The entries need to be copied exactly.

— start of Information provided —

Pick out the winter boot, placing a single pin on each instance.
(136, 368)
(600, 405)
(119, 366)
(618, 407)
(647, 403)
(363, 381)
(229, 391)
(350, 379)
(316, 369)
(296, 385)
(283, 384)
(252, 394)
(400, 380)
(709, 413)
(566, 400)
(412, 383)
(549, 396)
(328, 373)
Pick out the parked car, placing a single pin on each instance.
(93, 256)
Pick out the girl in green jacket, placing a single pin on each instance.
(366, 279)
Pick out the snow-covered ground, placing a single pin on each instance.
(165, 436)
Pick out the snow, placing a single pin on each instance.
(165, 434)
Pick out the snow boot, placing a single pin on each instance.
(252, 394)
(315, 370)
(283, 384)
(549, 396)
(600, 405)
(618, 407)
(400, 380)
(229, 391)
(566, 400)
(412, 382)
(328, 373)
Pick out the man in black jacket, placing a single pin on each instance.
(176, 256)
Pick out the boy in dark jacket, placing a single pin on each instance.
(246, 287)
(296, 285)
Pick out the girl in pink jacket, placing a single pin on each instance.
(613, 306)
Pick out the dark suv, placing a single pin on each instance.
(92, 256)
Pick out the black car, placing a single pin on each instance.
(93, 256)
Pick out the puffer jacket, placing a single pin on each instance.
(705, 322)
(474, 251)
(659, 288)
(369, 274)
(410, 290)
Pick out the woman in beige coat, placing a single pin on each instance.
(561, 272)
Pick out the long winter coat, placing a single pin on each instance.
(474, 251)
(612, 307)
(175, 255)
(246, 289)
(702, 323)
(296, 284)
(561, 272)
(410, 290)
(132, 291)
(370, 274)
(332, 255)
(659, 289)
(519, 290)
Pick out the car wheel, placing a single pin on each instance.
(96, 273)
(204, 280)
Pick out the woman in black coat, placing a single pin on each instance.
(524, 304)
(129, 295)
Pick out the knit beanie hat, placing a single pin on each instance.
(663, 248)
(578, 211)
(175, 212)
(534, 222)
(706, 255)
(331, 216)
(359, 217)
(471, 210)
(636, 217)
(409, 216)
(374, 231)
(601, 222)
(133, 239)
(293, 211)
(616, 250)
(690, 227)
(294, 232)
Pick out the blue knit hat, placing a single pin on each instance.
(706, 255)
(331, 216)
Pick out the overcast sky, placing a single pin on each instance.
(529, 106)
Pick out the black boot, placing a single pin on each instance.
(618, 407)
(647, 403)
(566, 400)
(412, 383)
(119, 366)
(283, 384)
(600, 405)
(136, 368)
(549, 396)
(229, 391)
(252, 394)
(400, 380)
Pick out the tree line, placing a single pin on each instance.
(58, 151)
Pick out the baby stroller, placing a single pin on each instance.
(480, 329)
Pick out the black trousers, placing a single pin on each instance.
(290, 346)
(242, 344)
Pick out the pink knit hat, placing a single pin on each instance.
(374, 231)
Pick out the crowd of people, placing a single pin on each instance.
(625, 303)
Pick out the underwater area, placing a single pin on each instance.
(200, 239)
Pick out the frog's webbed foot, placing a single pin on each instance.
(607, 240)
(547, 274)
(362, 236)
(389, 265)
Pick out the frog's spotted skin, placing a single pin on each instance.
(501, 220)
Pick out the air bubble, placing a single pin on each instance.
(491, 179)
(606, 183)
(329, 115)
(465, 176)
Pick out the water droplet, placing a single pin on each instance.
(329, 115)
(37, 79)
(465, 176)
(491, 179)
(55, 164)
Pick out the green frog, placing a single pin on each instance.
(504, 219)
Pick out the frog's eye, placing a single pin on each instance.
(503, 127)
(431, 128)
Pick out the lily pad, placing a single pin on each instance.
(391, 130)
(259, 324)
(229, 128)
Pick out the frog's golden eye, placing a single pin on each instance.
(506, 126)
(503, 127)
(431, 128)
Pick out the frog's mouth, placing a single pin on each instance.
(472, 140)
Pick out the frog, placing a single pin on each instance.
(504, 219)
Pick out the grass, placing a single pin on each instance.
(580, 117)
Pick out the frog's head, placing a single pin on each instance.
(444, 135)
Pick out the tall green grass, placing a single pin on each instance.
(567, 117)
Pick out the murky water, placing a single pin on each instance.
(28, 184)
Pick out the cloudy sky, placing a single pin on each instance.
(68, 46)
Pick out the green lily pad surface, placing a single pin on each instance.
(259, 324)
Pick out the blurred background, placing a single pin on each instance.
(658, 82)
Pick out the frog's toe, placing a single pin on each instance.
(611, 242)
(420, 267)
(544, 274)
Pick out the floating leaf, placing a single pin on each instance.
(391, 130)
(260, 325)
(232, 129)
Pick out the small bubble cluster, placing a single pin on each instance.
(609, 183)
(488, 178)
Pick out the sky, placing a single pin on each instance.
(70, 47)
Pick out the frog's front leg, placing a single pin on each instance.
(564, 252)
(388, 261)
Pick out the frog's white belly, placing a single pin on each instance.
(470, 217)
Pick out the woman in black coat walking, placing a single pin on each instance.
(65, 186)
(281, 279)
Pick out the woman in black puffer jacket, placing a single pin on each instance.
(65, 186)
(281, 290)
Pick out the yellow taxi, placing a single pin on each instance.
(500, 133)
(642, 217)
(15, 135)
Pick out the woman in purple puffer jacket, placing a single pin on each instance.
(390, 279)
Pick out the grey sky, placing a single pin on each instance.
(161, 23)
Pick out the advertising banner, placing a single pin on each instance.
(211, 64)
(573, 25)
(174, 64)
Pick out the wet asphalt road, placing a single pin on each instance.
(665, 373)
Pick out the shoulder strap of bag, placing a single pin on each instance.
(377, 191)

— end of Information provided —

Response to the exercise:
Pick out the winter boot, placing a single pin on each instance.
(136, 368)
(600, 405)
(119, 366)
(618, 407)
(647, 403)
(363, 381)
(229, 391)
(350, 379)
(316, 369)
(296, 385)
(283, 384)
(252, 394)
(400, 380)
(709, 413)
(566, 400)
(412, 383)
(549, 396)
(328, 373)
Pick out the parked car, placing a single pin on each instance.
(93, 256)
Pick out the girl in green jacket, placing a single pin on each instance.
(366, 279)
Pick out the snow-covered ground, placing a single pin on each instance.
(165, 436)
Pick out the snow, placing a single pin on each instance.
(165, 434)
Pick out the snow boot, placing a single pin on each instance.
(252, 394)
(315, 370)
(283, 384)
(549, 396)
(600, 405)
(618, 407)
(400, 380)
(229, 391)
(566, 400)
(412, 382)
(328, 373)
Pick out the man in black jacket, placing a single pin on each instance.
(176, 256)
Pick out the boy in dark jacket, placing a single pin on each instance.
(246, 287)
(296, 285)
Pick out the girl in pink jacket, placing a single pin on each instance.
(613, 306)
Pick out the dark suv, placing a single pin on each instance.
(92, 256)
Pick out the black car, placing a single pin on each instance.
(93, 256)
Pick out the puffer jacket, placing a single pin on each instance.
(705, 322)
(474, 251)
(659, 288)
(369, 274)
(410, 290)
Pick out the woman in beige coat, placing a single pin on each instance.
(561, 272)
Pick out the long winter coat, placing a single pin on each instance.
(474, 251)
(612, 307)
(175, 255)
(246, 289)
(702, 323)
(296, 284)
(561, 272)
(410, 290)
(132, 291)
(370, 274)
(332, 255)
(659, 289)
(519, 290)
Pick out the car wheel, placing a single pin on each instance.
(96, 273)
(204, 280)
Pick out the woman in black coat, placing a single pin on each instance.
(524, 304)
(129, 295)
Pick out the knit beanie hat, placing a single pin on each instance.
(663, 248)
(578, 211)
(175, 212)
(534, 222)
(706, 255)
(331, 216)
(359, 217)
(471, 210)
(636, 217)
(409, 216)
(374, 231)
(601, 222)
(133, 239)
(293, 211)
(616, 250)
(690, 227)
(294, 232)
Pick out the blue knit hat, placing a single pin on each instance.
(706, 255)
(331, 216)
Pick out the overcast sky, placing a single pin on each instance.
(529, 106)
Pick out the black boot, placing a single pin on each instance.
(618, 407)
(647, 403)
(566, 400)
(412, 383)
(119, 366)
(283, 384)
(600, 405)
(136, 368)
(549, 396)
(229, 391)
(252, 394)
(400, 380)
Pick out the tree line, placing a single pin on each instance.
(58, 151)
Pick out the baby stroller, placing a single pin on each instance.
(480, 329)
Pick out the black trousers, placing a single pin on each instance.
(290, 346)
(242, 344)
Pick out the pink knit hat, placing a single pin on each instance.
(374, 231)
Pick out the crowd of people, placing a single pin on each instance.
(625, 303)
Pick out the underwater area, placing a single pin on each instance.
(200, 239)
Pick out the frog's webbed foot, placing a single pin on each instance.
(607, 240)
(547, 274)
(362, 236)
(389, 265)
Pick out the frog's spotted skin, placing a single pin on each instance.
(501, 220)
Pick out the air bubble, placing a single pin on each instance.
(491, 179)
(606, 183)
(329, 115)
(465, 176)
Pick out the water droplet, placing a single pin on each instance.
(329, 115)
(37, 79)
(465, 176)
(491, 179)
(55, 164)
Pick out the green frog, placing a single pin on each instance.
(504, 219)
Pick out the frog's eye, placing a single pin on each instance.
(503, 127)
(431, 128)
Pick out the lily pad, placing a single pin on each instance.
(391, 130)
(259, 324)
(229, 128)
Pick out the frog's golden eye, placing a single pin on each instance.
(506, 126)
(503, 127)
(431, 128)
Pick out the frog's mouth, placing a single pin on each instance.
(472, 140)
Pick out the frog, placing a single pin on each instance.
(504, 219)
Pick out the grass, placing a single pin on each instance.
(580, 117)
Pick out the frog's head, placing a single pin on each instance.
(444, 135)
Pick out the tall green grass, placing a single pin on each instance.
(567, 117)
Pick out the murky water, placing a single pin on each instance.
(28, 184)
Pick out the cloudy sky, placing a single pin on each instance.
(68, 46)
Pick out the green lily pad surface, placing a single pin on each instance.
(259, 324)
Pick out the blurred background, placing a single pin on each instance.
(658, 82)
Pick out the frog's toe, placing a single pin on each instance.
(611, 242)
(420, 267)
(544, 274)
Pick out the floating leaf, placing a single pin on each instance.
(391, 130)
(260, 325)
(232, 129)
Pick out the small bubble cluster, placing a single pin on each instance.
(609, 183)
(488, 178)
Pick out the sky, placing a single pin on each instance.
(70, 47)
Pick out the frog's front leg, placing a single pin on each instance.
(564, 252)
(388, 261)
Pick out the frog's white belly, placing a single pin on each instance.
(470, 217)
Pick out the woman in black coat walking, placing a single pin on each instance.
(65, 186)
(281, 279)
Pick out the woman in black puffer jacket, placing a single pin on each instance.
(65, 186)
(281, 290)
Pick out the yellow taxi, placing a single pin on each instance.
(500, 133)
(642, 217)
(15, 135)
Pick out the woman in purple puffer jacket, placing a single pin on each instance.
(390, 279)
Pick out the grey sky, placing a single pin on each instance.
(161, 23)
Pick out the advertising banner, placing a single pin on each instance.
(211, 64)
(573, 25)
(174, 64)
Pick out the wet asphalt road, placing a single pin on each instance.
(665, 373)
Pick out the shoulder strap of bag, placing a single pin on each instance.
(377, 191)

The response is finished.